Problem to work on:
In the records below, the line with "For each instance of the utility" opens the range and the line with "For each instance of the dry" closes it; print that range exactly and nothing else.

--- Data extracts Enclosed Below ---

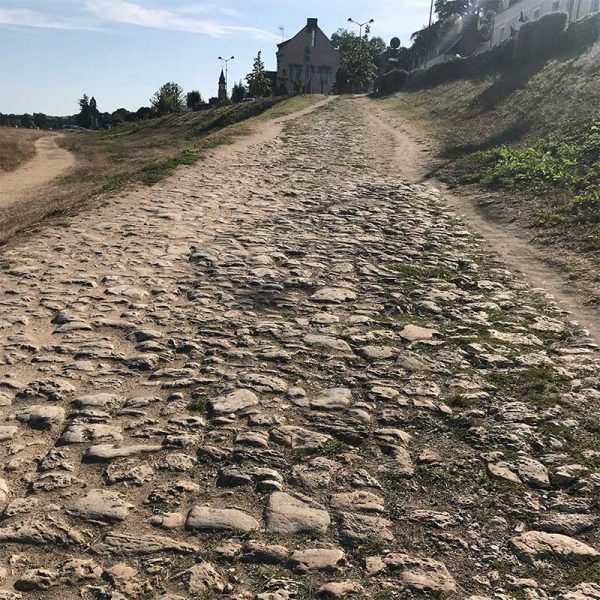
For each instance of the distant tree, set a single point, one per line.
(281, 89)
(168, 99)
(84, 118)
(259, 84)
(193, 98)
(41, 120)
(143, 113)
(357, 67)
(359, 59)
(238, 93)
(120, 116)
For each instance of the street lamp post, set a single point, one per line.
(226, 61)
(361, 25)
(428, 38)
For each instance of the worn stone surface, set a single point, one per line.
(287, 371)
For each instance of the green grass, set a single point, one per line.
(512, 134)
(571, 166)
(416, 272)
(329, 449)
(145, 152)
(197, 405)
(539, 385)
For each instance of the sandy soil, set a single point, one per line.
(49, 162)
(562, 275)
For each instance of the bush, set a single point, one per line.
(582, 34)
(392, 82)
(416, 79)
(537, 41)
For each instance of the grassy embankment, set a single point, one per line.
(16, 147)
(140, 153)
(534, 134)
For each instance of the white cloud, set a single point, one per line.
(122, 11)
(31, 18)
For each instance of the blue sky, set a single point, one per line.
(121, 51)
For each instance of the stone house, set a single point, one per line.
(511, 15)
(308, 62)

--- End of Enclosed Data extracts ---
--- Data extracts Enclosed Below ---

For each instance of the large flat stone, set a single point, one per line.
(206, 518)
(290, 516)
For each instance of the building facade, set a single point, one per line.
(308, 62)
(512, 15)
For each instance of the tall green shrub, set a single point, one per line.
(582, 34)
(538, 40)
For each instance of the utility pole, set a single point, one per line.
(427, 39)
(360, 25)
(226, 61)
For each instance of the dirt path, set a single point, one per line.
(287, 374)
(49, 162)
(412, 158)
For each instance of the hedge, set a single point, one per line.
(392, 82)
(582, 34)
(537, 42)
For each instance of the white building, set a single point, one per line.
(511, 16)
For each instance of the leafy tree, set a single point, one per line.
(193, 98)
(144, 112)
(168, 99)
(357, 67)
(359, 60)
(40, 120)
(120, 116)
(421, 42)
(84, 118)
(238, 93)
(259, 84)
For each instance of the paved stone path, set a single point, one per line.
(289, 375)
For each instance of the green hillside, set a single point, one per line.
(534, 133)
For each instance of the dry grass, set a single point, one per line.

--- End of Enclosed Data extracts ---
--- Data extracts Enclosed Below ---

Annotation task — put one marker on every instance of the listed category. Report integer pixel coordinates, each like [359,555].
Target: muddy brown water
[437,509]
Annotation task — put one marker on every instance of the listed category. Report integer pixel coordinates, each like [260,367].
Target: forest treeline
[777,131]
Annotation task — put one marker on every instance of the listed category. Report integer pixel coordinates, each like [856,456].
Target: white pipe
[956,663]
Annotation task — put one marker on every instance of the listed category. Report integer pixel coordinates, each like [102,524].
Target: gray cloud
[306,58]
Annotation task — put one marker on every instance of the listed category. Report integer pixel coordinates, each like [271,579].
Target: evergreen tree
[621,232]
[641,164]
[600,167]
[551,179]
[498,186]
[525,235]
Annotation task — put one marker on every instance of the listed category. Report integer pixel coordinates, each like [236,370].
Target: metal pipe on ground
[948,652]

--- End of Enclosed Data extracts ---

Result of this exercise:
For each instance of the utility pole, set a single point, one per line.
(427, 39)
(360, 25)
(226, 61)
For each instance of the dirt path, set a single point, one per line.
(287, 374)
(49, 162)
(412, 158)
For each instance of the hedge, set a single point, one per line.
(392, 82)
(582, 34)
(537, 42)
For each instance of the white building, set a single point, one per line.
(511, 16)
For each instance of the leafy tree, set a single point, one per line.
(193, 98)
(144, 112)
(168, 99)
(357, 67)
(359, 60)
(40, 120)
(120, 116)
(421, 42)
(84, 118)
(238, 93)
(259, 84)
For each instance of the paved stone path, set a single point, one per line.
(289, 375)
For each instance of the green hillside, set a single point, one per line.
(534, 133)
For each instance of the dry grass, set a single point, one per line.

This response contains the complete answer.